--- Task to carry out ---
Locate every line in the listing below that contains the word "bank" and copy each of those lines.

Raw records:
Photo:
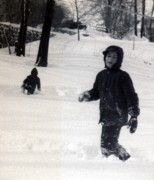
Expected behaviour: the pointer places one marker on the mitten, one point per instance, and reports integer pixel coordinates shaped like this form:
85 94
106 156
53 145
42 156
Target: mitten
85 96
132 124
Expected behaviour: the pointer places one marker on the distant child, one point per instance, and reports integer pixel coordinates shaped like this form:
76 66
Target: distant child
31 82
118 100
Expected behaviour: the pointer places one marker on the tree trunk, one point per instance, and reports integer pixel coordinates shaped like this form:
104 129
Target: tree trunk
42 57
20 47
142 22
135 17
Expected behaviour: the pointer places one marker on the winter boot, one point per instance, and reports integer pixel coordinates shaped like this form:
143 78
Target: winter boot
105 152
121 153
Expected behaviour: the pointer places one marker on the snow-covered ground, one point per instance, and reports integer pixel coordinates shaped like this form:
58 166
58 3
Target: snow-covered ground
50 135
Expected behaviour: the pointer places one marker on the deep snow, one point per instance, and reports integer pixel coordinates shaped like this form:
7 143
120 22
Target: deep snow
50 135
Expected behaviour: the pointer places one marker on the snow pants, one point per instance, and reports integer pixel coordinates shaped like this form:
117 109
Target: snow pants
110 136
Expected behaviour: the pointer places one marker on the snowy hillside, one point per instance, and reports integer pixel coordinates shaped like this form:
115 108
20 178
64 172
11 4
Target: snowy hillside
50 135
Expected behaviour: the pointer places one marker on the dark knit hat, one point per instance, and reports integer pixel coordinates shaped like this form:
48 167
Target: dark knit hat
119 52
34 72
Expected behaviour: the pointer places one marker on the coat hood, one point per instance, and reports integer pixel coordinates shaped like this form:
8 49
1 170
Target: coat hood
119 52
34 72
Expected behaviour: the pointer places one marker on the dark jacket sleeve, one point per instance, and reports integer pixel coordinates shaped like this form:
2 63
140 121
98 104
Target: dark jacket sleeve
26 80
94 92
130 96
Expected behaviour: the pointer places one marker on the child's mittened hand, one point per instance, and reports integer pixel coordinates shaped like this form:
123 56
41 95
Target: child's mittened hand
132 124
85 96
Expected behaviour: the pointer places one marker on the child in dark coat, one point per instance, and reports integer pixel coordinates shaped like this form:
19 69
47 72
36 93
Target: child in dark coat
31 82
118 100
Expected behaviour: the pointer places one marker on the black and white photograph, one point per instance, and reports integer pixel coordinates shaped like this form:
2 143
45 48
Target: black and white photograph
76 84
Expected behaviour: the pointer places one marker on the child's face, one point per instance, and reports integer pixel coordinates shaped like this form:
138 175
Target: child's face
111 59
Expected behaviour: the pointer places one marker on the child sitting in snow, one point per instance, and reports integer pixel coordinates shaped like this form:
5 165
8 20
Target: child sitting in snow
118 99
31 82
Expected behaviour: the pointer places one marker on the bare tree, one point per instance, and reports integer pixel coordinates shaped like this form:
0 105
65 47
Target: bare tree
143 19
42 57
20 46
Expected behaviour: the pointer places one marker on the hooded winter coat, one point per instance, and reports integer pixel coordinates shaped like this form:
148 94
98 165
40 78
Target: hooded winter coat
116 92
32 80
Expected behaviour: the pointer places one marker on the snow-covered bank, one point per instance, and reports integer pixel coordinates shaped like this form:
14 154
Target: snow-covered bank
50 135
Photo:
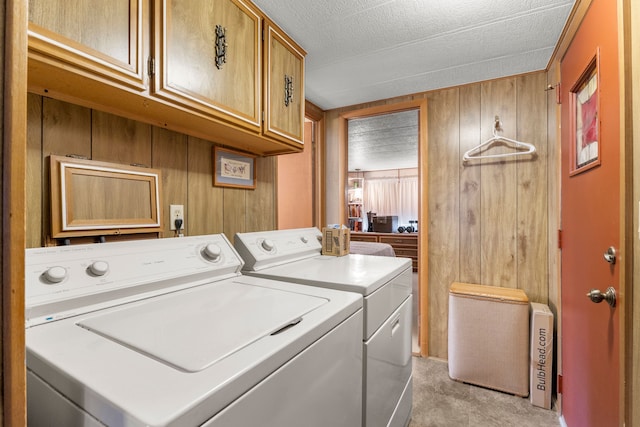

--- Completed exercise ---
Expected behaviour: the pointer places one marker on the snow-covered bank, one point per instance, and reports integer pixel coordinates shaped like this form:
Target: snow-covered bank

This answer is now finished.